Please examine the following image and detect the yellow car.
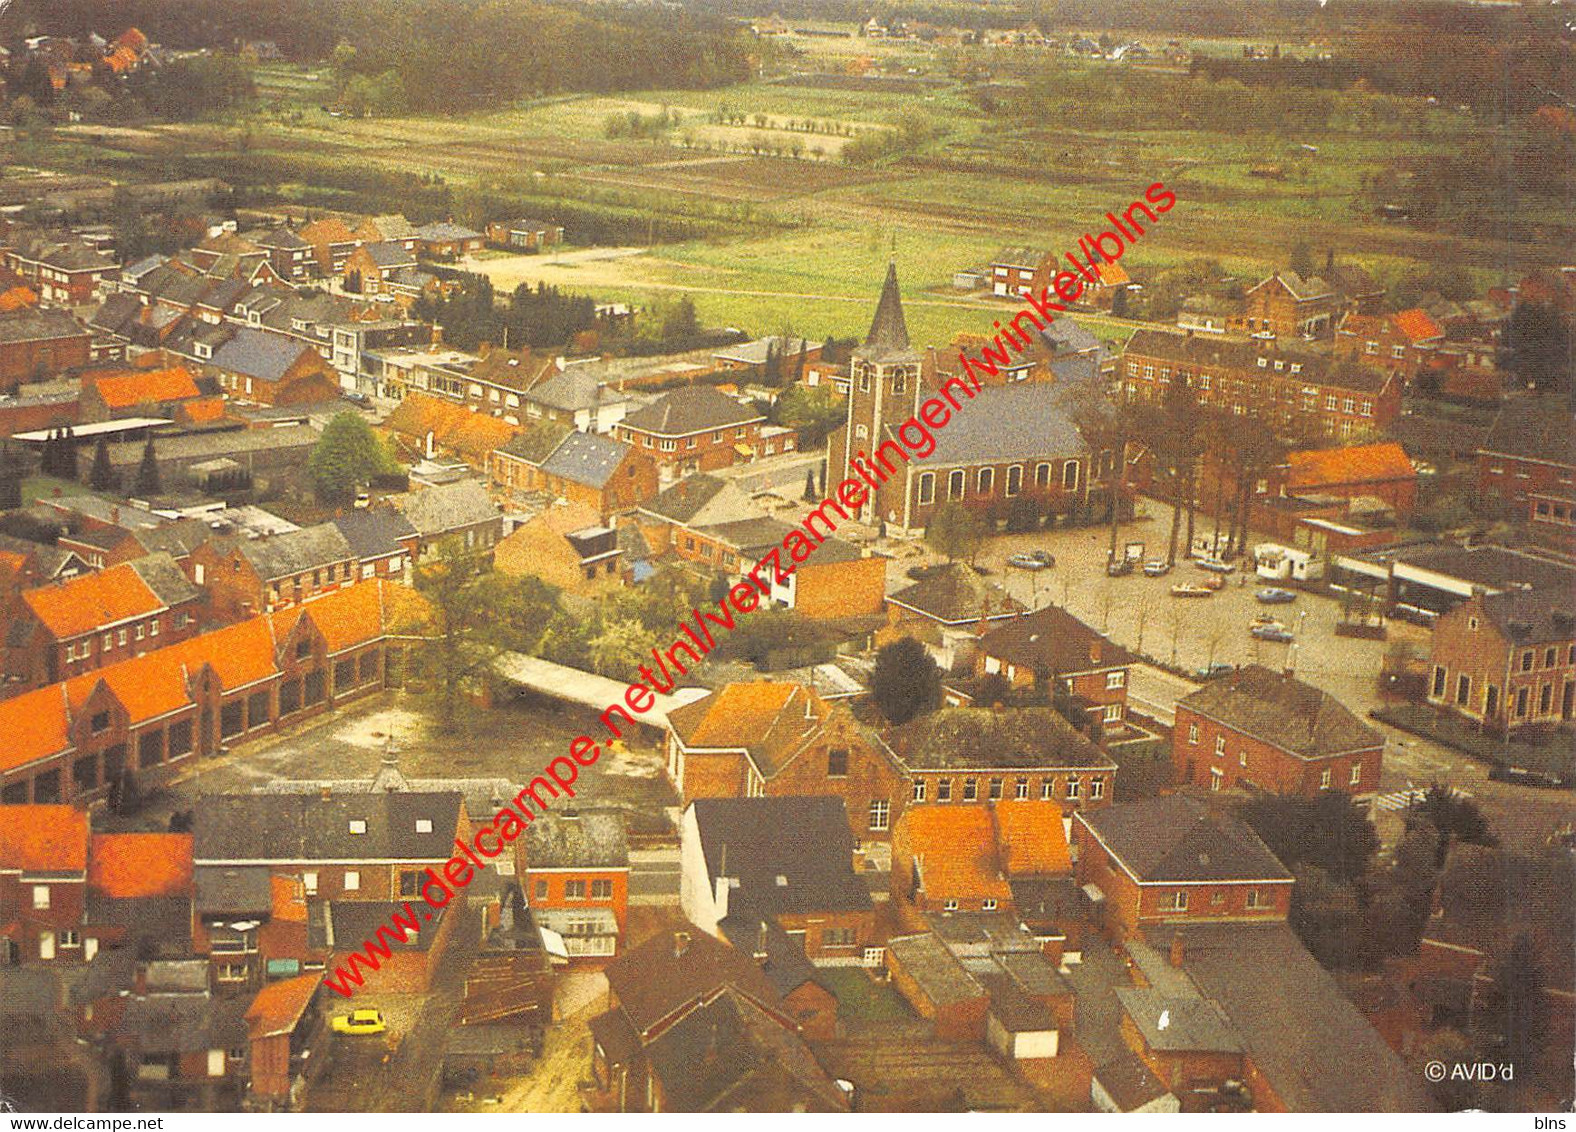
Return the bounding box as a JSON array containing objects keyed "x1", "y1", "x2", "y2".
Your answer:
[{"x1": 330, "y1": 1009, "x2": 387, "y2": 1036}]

--

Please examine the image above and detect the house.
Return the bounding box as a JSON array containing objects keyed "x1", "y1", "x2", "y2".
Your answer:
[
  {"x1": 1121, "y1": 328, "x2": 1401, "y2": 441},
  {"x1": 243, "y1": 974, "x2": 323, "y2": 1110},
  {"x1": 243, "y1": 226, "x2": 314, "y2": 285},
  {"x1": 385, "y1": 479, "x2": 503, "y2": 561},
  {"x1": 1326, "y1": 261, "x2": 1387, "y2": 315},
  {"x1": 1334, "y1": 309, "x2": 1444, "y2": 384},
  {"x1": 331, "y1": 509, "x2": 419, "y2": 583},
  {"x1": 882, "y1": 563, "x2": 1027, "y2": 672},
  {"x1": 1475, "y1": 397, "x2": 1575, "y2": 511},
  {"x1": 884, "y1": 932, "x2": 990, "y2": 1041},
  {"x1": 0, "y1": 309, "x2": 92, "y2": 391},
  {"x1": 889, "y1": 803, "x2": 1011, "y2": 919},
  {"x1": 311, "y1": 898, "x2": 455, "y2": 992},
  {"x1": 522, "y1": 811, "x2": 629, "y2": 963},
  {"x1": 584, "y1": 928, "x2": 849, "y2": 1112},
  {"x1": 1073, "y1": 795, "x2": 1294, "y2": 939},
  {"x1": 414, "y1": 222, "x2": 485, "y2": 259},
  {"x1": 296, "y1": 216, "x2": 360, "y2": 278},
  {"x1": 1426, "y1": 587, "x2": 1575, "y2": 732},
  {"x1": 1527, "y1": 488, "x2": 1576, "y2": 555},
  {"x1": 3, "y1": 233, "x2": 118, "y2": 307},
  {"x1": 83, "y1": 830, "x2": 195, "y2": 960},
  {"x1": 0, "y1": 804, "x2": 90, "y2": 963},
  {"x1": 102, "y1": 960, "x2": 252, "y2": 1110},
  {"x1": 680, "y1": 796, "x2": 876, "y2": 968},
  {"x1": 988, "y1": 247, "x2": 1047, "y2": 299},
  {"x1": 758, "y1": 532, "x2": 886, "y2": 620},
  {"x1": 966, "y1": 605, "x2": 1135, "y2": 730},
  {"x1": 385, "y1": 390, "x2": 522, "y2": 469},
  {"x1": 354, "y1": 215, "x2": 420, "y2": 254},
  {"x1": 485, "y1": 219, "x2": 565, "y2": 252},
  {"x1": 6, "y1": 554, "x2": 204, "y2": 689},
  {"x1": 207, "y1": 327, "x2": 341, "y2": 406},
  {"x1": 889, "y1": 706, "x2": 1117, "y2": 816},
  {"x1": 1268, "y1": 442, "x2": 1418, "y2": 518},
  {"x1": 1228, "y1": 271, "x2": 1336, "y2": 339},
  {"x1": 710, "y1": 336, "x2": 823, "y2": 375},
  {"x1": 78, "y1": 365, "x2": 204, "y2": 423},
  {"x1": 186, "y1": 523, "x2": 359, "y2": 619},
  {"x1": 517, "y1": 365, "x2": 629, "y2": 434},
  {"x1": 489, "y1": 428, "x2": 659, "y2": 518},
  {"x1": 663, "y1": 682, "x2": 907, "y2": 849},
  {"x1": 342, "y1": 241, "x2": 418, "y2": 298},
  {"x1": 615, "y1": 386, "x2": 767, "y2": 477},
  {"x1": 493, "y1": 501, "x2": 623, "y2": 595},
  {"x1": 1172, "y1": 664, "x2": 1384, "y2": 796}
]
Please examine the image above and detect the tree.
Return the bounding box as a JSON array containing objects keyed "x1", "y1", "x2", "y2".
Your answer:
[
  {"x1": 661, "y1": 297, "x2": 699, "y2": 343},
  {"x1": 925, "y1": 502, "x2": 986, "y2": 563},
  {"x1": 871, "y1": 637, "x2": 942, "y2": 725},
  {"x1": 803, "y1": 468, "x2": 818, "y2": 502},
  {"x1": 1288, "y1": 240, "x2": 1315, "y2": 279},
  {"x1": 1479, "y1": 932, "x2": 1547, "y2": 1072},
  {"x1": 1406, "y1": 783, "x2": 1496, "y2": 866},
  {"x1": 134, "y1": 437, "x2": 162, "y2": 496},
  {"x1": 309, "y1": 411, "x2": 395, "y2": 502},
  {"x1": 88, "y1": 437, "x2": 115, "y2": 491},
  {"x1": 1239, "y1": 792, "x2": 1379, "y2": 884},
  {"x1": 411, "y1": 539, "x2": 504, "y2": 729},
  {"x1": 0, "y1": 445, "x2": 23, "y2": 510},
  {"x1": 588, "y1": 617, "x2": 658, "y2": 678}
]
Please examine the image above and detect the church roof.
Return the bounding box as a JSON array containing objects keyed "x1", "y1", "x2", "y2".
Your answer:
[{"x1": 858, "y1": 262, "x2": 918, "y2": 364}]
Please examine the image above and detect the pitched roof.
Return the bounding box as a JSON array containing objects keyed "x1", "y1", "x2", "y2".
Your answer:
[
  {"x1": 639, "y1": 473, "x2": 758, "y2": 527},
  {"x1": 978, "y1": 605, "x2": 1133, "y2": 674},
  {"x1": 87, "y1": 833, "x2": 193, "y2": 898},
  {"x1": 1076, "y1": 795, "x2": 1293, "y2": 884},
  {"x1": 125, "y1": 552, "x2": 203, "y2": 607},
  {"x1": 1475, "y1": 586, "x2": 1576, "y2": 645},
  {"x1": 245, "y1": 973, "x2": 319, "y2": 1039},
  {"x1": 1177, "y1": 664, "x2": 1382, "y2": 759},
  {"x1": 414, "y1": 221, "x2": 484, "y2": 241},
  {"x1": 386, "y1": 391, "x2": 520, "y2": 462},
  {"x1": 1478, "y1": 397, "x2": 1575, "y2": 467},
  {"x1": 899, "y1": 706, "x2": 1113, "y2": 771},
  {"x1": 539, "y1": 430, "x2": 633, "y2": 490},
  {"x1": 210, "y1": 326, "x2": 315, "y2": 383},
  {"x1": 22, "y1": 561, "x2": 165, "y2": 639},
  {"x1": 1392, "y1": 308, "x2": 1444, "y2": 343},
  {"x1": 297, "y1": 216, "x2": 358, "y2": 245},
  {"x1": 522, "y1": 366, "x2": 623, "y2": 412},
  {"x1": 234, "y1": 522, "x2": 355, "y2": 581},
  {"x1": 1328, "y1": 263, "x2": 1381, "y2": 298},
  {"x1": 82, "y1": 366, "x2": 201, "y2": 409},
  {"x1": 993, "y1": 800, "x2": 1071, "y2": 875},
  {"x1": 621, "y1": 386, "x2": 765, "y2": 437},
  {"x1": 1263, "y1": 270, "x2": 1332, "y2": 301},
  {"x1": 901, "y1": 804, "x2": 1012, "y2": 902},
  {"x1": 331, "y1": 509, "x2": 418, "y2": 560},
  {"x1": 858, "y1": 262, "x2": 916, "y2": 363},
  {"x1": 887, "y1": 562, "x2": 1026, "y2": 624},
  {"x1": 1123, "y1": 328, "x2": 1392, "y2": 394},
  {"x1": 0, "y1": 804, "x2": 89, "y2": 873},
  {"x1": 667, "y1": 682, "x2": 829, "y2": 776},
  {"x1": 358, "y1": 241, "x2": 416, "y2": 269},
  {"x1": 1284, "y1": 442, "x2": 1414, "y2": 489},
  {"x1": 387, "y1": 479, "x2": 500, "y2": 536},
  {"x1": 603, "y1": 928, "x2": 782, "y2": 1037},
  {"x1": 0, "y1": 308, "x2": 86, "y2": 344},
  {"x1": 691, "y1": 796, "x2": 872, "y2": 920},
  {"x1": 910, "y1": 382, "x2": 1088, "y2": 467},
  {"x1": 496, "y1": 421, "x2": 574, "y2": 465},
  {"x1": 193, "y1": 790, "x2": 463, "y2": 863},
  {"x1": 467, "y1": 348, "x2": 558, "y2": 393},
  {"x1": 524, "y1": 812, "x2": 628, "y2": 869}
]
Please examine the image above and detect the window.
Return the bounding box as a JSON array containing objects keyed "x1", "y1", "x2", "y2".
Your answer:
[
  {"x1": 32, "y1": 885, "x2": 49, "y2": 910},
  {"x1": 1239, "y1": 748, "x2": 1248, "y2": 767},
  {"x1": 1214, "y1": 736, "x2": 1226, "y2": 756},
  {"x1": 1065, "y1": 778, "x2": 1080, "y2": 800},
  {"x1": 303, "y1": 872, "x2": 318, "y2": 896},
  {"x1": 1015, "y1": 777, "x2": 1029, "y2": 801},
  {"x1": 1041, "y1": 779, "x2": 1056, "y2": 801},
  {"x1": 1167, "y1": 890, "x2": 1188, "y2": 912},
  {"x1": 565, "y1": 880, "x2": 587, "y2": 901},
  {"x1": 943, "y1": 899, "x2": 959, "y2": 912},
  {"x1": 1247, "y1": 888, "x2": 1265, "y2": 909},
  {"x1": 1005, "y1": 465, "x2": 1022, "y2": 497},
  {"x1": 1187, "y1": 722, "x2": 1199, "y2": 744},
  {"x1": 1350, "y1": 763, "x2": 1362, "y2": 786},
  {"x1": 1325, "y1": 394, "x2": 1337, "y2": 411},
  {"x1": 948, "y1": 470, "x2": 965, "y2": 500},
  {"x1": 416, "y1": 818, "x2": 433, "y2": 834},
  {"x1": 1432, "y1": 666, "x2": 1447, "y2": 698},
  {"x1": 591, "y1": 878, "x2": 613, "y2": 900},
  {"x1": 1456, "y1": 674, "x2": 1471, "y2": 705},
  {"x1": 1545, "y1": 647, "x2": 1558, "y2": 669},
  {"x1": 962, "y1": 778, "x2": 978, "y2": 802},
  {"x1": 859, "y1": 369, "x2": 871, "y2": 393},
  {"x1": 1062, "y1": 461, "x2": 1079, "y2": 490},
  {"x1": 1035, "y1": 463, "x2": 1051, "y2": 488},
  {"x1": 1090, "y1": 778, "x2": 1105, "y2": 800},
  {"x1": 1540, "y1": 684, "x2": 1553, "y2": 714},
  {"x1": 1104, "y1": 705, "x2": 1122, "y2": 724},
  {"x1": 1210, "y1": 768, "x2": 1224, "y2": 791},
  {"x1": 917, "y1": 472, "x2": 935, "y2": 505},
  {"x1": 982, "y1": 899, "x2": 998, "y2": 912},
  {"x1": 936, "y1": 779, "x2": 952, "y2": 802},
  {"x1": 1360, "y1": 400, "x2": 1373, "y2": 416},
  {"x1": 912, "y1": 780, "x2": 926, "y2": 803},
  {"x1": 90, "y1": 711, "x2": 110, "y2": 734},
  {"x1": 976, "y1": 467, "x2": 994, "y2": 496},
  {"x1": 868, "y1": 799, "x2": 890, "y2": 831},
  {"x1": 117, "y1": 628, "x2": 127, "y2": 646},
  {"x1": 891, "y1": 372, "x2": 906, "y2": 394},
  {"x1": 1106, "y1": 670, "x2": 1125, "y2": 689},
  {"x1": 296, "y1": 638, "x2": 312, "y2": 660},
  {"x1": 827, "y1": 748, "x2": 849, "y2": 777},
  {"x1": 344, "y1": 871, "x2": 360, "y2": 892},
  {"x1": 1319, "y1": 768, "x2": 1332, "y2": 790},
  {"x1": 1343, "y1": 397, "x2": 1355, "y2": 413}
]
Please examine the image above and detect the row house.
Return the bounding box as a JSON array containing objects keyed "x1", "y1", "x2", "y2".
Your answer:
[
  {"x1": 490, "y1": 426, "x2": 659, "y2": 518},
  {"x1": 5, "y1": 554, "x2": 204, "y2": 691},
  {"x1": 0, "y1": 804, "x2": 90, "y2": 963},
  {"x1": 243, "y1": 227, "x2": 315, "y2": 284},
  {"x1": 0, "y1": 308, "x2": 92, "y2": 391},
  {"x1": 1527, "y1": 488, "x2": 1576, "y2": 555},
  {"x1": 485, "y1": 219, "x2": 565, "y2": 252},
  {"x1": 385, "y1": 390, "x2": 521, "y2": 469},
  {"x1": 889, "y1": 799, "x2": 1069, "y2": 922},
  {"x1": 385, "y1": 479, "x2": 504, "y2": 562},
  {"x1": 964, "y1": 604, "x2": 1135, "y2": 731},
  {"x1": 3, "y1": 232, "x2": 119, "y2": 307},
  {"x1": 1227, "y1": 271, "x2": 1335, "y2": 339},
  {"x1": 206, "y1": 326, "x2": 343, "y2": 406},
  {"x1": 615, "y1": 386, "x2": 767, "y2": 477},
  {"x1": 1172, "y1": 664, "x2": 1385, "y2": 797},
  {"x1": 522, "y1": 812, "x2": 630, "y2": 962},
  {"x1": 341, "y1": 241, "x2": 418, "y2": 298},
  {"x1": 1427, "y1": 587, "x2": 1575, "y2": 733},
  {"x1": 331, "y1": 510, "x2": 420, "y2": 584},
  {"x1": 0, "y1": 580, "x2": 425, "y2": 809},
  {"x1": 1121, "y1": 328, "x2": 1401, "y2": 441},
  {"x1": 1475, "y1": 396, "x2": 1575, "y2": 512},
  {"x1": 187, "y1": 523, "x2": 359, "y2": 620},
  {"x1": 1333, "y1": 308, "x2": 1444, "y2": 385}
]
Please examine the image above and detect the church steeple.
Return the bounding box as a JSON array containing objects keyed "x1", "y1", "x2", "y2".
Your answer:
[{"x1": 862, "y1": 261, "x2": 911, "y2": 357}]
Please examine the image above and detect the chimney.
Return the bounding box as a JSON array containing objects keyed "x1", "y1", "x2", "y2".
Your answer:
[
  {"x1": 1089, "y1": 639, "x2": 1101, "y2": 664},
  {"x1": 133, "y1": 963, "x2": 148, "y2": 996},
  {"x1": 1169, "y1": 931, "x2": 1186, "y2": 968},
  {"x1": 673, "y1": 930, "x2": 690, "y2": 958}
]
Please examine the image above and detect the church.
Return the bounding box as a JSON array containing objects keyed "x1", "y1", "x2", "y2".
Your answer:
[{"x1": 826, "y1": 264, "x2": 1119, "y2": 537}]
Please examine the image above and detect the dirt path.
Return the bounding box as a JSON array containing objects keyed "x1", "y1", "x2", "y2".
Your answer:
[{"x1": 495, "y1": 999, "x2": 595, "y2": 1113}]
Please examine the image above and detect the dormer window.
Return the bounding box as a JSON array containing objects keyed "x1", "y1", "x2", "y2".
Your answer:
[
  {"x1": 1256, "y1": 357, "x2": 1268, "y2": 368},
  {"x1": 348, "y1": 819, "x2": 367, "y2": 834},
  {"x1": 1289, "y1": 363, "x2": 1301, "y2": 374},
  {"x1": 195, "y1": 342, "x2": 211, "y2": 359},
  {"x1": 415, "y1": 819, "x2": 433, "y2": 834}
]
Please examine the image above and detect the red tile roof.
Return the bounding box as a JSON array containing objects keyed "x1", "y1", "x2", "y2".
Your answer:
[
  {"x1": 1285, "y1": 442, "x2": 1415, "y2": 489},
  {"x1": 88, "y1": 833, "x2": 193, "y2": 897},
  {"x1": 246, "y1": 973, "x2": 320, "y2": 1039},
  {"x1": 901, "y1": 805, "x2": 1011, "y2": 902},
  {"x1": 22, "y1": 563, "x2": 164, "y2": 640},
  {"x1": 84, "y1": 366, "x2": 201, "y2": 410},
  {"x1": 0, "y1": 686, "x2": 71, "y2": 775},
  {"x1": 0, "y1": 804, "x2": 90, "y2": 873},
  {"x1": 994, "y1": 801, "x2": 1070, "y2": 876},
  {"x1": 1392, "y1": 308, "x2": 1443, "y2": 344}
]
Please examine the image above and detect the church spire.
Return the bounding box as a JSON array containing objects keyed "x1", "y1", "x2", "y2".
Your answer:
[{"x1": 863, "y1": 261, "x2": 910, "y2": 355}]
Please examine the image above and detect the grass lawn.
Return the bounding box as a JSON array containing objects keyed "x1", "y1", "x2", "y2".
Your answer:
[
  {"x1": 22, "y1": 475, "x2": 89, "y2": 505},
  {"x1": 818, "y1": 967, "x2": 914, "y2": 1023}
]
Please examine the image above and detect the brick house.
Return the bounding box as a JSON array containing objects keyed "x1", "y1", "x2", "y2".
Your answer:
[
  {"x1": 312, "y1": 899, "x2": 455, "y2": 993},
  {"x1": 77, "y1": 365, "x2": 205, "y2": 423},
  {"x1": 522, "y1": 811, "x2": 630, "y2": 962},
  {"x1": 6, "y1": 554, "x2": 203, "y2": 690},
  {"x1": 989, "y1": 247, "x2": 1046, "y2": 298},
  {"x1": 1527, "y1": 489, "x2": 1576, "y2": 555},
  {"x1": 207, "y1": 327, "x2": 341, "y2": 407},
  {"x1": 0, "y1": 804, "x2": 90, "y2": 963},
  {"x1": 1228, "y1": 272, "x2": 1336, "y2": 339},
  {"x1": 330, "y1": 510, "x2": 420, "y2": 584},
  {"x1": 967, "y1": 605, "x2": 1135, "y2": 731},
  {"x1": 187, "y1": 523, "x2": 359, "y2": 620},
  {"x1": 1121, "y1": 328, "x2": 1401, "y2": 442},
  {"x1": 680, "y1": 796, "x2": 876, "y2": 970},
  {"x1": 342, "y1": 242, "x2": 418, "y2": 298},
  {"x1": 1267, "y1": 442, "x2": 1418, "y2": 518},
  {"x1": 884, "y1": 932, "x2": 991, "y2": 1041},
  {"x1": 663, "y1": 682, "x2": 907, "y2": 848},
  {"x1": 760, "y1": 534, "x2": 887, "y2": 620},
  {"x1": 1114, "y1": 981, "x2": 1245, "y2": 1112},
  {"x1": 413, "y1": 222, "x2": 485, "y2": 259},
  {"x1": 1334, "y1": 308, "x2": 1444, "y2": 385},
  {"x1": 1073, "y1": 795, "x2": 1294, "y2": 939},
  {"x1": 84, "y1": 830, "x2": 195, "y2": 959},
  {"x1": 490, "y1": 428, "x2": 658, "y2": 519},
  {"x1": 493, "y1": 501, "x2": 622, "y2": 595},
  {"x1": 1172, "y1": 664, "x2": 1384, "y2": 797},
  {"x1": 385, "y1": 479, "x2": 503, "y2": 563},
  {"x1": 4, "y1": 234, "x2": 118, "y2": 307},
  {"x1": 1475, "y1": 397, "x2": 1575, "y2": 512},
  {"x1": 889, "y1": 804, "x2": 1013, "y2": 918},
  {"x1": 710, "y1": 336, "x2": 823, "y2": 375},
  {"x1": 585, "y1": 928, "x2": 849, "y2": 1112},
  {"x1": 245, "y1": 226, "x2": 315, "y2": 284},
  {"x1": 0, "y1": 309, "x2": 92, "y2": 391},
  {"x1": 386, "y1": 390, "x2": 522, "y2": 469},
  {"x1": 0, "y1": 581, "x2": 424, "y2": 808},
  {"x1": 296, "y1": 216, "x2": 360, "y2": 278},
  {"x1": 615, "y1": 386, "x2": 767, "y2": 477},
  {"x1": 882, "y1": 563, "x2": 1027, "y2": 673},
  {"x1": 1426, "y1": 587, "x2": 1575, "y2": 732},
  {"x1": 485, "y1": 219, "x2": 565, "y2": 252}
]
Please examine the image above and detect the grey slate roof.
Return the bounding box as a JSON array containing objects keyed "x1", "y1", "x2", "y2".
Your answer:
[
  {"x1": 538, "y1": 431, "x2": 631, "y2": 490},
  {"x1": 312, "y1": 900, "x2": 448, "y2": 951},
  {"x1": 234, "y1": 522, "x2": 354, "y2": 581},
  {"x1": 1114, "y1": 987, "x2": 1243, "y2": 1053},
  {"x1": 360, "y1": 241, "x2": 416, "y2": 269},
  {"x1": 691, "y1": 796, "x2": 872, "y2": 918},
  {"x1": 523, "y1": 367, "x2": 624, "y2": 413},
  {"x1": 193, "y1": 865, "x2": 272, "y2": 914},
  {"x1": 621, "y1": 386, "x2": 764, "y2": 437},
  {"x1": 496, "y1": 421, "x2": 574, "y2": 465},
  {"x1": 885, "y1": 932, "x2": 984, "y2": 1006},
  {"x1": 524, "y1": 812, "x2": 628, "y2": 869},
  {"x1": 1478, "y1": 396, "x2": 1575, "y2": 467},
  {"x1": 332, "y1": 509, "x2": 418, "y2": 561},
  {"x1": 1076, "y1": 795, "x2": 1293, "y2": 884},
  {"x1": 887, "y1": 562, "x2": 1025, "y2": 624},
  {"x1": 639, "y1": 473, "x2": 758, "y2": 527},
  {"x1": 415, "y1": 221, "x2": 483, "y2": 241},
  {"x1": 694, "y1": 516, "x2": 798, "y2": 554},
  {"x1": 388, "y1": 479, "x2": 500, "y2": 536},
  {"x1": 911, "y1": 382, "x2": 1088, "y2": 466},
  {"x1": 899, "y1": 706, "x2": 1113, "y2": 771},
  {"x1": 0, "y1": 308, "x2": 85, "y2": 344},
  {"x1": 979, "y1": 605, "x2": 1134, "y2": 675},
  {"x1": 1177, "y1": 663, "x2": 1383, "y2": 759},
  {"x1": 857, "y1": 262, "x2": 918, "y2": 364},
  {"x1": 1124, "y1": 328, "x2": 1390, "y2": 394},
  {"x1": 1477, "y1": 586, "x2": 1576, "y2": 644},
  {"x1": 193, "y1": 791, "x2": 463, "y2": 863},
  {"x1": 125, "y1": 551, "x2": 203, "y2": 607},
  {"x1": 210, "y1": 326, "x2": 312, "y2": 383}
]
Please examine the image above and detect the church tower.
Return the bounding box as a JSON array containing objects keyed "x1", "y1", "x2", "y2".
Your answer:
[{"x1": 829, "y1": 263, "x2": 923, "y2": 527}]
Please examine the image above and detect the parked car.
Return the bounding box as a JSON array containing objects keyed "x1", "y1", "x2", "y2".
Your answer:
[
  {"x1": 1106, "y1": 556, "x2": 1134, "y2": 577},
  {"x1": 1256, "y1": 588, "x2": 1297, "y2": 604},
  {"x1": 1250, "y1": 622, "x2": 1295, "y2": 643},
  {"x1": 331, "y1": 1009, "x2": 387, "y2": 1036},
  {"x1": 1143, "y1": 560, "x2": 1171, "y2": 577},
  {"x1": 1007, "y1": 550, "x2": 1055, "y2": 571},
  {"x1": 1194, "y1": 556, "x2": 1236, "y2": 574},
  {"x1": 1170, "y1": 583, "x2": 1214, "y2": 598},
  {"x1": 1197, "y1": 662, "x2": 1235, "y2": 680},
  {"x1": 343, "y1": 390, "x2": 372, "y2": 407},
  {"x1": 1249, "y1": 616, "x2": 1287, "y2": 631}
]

Directions for this task: Which lines contain "window"? Copy each of them from the listing.

Output below:
Please examine the image above and detect the window.
Please examine the image above and detect the dormer window.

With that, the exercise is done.